(Beginning of Dataset extract)

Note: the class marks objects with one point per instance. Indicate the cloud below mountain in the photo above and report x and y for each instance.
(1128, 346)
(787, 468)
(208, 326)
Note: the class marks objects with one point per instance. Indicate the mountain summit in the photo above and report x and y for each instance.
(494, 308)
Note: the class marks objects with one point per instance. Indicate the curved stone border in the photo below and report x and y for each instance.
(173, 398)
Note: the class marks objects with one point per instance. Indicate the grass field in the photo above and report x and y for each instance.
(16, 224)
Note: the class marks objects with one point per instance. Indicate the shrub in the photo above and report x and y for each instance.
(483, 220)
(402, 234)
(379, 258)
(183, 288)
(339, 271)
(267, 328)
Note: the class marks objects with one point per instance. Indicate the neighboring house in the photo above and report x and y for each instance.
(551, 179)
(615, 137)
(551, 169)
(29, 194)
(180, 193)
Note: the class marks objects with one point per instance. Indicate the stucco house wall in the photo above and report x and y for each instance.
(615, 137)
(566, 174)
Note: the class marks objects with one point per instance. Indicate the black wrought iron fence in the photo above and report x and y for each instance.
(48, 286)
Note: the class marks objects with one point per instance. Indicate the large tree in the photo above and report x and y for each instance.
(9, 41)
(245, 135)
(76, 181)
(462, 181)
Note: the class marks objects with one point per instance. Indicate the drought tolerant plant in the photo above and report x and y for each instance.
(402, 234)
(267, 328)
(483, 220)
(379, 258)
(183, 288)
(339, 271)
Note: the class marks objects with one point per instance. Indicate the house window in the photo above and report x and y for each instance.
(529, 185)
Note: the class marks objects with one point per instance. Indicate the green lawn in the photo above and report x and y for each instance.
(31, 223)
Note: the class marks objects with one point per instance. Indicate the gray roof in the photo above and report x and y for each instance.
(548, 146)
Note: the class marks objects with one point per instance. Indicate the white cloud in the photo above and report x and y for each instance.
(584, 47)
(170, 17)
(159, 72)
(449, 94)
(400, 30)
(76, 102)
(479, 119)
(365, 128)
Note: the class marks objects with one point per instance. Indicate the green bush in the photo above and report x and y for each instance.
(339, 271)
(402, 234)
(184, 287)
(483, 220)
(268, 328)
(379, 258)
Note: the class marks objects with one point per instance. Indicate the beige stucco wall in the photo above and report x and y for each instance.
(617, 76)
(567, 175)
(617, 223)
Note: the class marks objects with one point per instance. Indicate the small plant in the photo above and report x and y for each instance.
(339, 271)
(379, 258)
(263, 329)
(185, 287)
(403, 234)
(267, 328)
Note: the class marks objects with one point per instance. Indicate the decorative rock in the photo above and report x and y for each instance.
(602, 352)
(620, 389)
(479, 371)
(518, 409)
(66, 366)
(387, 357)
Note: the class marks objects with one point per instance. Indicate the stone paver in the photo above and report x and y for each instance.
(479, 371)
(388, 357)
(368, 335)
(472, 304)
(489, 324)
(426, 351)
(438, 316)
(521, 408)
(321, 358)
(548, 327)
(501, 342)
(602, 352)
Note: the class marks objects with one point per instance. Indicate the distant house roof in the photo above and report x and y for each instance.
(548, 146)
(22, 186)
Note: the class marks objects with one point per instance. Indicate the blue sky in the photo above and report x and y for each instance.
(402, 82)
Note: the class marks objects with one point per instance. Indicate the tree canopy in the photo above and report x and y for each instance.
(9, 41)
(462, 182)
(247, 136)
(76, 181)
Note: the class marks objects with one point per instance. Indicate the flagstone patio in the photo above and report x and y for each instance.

(End of Dataset extract)

**Task requirements:**
Retype all of the listing exactly, leaving out no line.

**Response to this exercise:**
Note: the class marks objects with one point per instance. Indicate the cloud below mountain in the photo above and report x and y for each instance.
(1128, 346)
(787, 468)
(208, 326)
Note: the class marks objects with one point per instance. Indicate the mountain summit in the photo above and report x and y for each instance.
(494, 308)
Note: the class marks objects with one point per instance. Indicate the curved stone border in the photo below and report x and y for each instance.
(173, 398)
Note: the class marks objects with one point per instance. Indicate the grass field in the photo above and report x and y for each instance.
(16, 224)
Note: the class marks objects with one point per instance. Indicate the shrub in the photo above and report x and y for each instance.
(483, 220)
(402, 234)
(379, 258)
(183, 288)
(339, 271)
(267, 328)
Note: the class marks objects with one point per instance. Indicate the neighboring house in the photo above and report x and y for each instance.
(551, 179)
(615, 137)
(551, 169)
(29, 194)
(180, 193)
Note: the class marks objects with one point per instance. Indicate the stucco house wall in the photo above and report x and y for each instance.
(615, 137)
(566, 174)
Note: the class marks objects with one point per instance. Indicate the black wrought iron fence in the photo above and report x and y for each instance.
(48, 286)
Note: the class marks objects with one point per instance. Indicate the large tree in the photo above and report x and y for each instance.
(9, 41)
(245, 135)
(76, 181)
(462, 181)
Note: the class marks objects with one point per instance. Indicate the drought tolerant plant in the photo above and report x and y for each instance.
(402, 234)
(267, 328)
(483, 220)
(379, 258)
(183, 288)
(339, 271)
Note: the class marks objects with one point per instance. Indicate the house window in the photo above and report x and y for each instance.
(529, 185)
Note: the class marks objects with one point per instance. Indicate the green lawn in the photo above and report x and y for each instance.
(31, 223)
Note: the class marks objects with one point per instance. Indicate the gray roof in the photo above and report x and y for each instance.
(548, 146)
Note: the class marks objects with one point per instance. Indicate the white cloud in the photo above and report x and y for each instance.
(584, 47)
(170, 17)
(159, 72)
(449, 94)
(400, 30)
(76, 102)
(479, 119)
(365, 128)
Note: the class marks objects with one point per instance. Indicate the green bush in the photo above and report x and y for each instance.
(339, 271)
(402, 234)
(184, 287)
(483, 220)
(268, 328)
(379, 258)
Note: the class marks objects with one point per instance. Indicate the beige stucco wall in the photo above and report x and y for each instance.
(617, 76)
(567, 175)
(617, 223)
Note: the class marks objects with one point per instance. Indicate the small plant in the photo above and report x and y for each instance.
(339, 271)
(379, 258)
(263, 329)
(185, 287)
(403, 234)
(267, 328)
Note: the class marks objects with one point per instance. Indicate the decorative rock in the photo above and report x and y for each instance.
(602, 352)
(620, 389)
(479, 371)
(518, 409)
(66, 366)
(387, 357)
Note: the class marks objects with one point per instance. Indicate the stone paver in the photo above and report x and y for each instance.
(479, 371)
(388, 357)
(368, 335)
(472, 304)
(489, 324)
(426, 351)
(438, 316)
(521, 408)
(321, 358)
(548, 327)
(501, 342)
(602, 352)
Note: the class marks objects with one point per instance. Indicate the distant house roof in the photo above and report x and y for each instance.
(548, 146)
(22, 186)
Note: the class marks objects with one point per instance. Indicate the blue sky in the photo above and report x and y for each instance.
(402, 82)
Note: the class marks objects with one point per instance. Indicate the tree canopy in the photo above and report x and y for each instance.
(9, 41)
(462, 182)
(247, 136)
(76, 181)
Note: the class marks objects with one point per instance. Indicate the flagstone patio in the photo above and report x and y for each instance.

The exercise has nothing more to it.